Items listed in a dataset
⟨
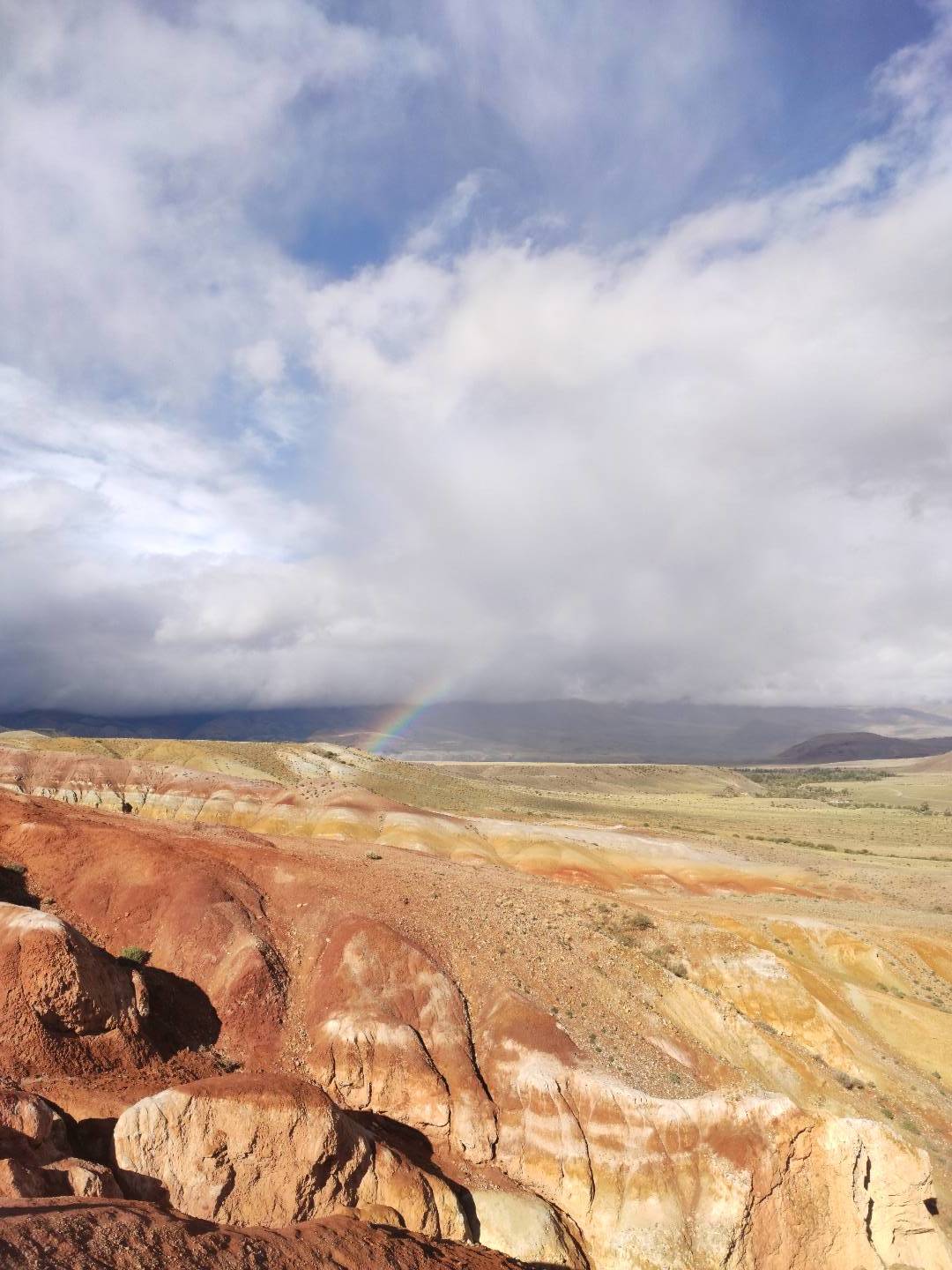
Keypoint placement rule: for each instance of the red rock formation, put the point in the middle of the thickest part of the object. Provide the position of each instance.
(271, 1151)
(390, 1033)
(715, 1183)
(57, 1235)
(63, 1004)
(33, 1154)
(198, 917)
⟩
__Written request__: Omit every picture, then reproduce the rest of the listing exactly.

__Written reply__:
Keypoint placement rule: for each instance of the red rock formation, put the point in the middle of the thickest part of the object. Provide the position of each instance.
(271, 1151)
(390, 1033)
(715, 1183)
(57, 1235)
(63, 1004)
(33, 1154)
(198, 917)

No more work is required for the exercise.